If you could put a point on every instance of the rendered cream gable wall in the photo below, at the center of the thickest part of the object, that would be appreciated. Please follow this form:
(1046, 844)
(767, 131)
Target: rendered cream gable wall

...

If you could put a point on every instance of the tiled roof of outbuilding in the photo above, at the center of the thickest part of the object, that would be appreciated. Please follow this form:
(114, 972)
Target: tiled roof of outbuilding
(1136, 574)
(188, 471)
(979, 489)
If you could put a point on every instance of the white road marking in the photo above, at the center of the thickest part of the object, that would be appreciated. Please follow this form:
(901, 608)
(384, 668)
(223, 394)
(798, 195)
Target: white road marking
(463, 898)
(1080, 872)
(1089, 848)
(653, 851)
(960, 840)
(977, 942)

▶ _GOAL_
Set down again, unchanged, the records from the line containing "of the rendered" through the line containing "Target: rendered cream gable wall".

▶ _IN RESPONSE_
If you could put a point on every instance of the rendered cream gable wall in the photo below, at the center of the thickest part of the object, that would be appreciated. Please follow this form:
(1046, 844)
(767, 131)
Target: rendered cream gable wall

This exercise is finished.